* **任务说明**:
A: 请把节选中以“美国夏威夷大学考古学家特里·”开头、一直到“不住;穷人贫穷,全属自作孽。”为止的部分原样抄下来。
B: 根据节选,特里·亨特认为森林消失该归咎于什么?

美国夏威夷大学考古学家特里·亨特在美洲印第安人基金会的座谈会上提出完全不同的见解。他说,森林消失,罪不在垦伐的人,而在掠食性的波利尼西亚鼠(缅甸小鼠)。欧洲疫病发生前,人类总数一直相当稳定。他说:“戴蒙德放过复杂的生态体系,把所有罪过推到人类及人类的愚蠢与无知上。”

总之,这两本书对美国康涅狄格州哈特福德三一学院人类学家弗雷德里克·埃林顿而言,简直是“左右开弓”。富人富有,因为他们鸿运当头,运来挡不住;穷人贫穷,全属自作孽。

麦卡纳尼认为,对社会崩坏可以有不同的理解。离弃家园也可以是一种有意采取的策略。她指的是玛雅族,他们的遗址已成为观光胜地,但玛雅族后代仍绵延不绝。她回想在贝里斯从事挖掘任务时,一群学童到遗址参观教学,“一位小女孩抬头望着我,她有玛雅人的漂亮脸孔,她问我,玛雅人怎么了?他们为什么死光光?”麦卡纳尼指出,到英格兰巨石阵参观的游客,不会问“英格兰人都怎么了?”

* **数据展示**:

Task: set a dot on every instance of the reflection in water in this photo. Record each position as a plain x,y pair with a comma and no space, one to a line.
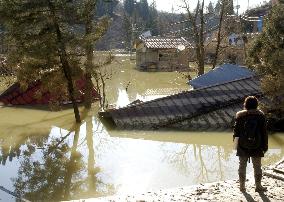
89,161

* **回答**:
A:
美国夏威夷大学考古学家特里·亨特在美洲印第安人基金会的座谈会上提出完全不同的见解。他说,森林消失,罪不在垦伐的人,而在掠食性的波利尼西亚鼠(缅甸小鼠)。欧洲疫病发生前,人类总数一直相当稳定。他说:“戴蒙德放过复杂的生态体系,把所有罪过推到人类及人类的愚蠢与无知上。”

总之,这两本书对美国康涅狄格州哈特福德三一学院人类学家弗雷德里克·埃林顿而言,简直是“左右开弓”。富人富有,因为他们鸿运当头,运来挡不住;穷人贫穷,全属自作孽。

B: 掠食性的波利尼西亚鼠(缅甸小鼠)。